STATED PROBLEM —
Reproduce the following lines word for word, leaving out the pictures.

STORED DATA —
···

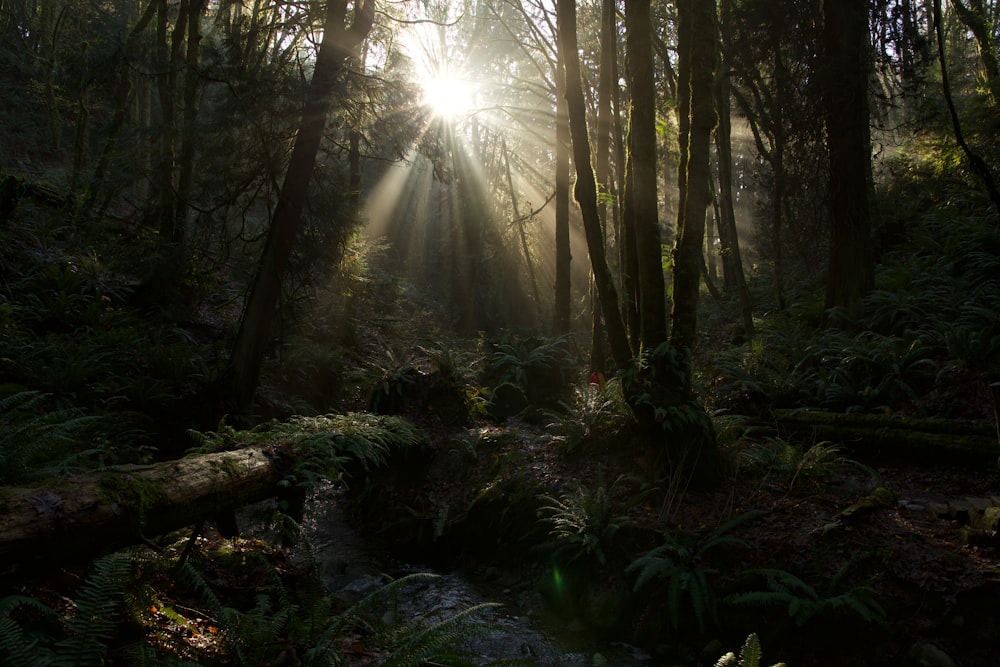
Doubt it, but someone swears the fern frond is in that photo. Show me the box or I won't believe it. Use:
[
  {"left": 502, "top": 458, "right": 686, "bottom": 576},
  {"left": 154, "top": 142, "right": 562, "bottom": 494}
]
[
  {"left": 0, "top": 595, "right": 57, "bottom": 667},
  {"left": 377, "top": 602, "right": 499, "bottom": 667}
]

···

RESULT —
Doubt it, but someone swears the fern frond is in that photo. Show me the box or I won't believe it. Use:
[
  {"left": 502, "top": 458, "right": 686, "bottom": 576},
  {"left": 154, "top": 142, "right": 562, "bottom": 494}
]
[
  {"left": 0, "top": 595, "right": 57, "bottom": 667},
  {"left": 377, "top": 602, "right": 499, "bottom": 667}
]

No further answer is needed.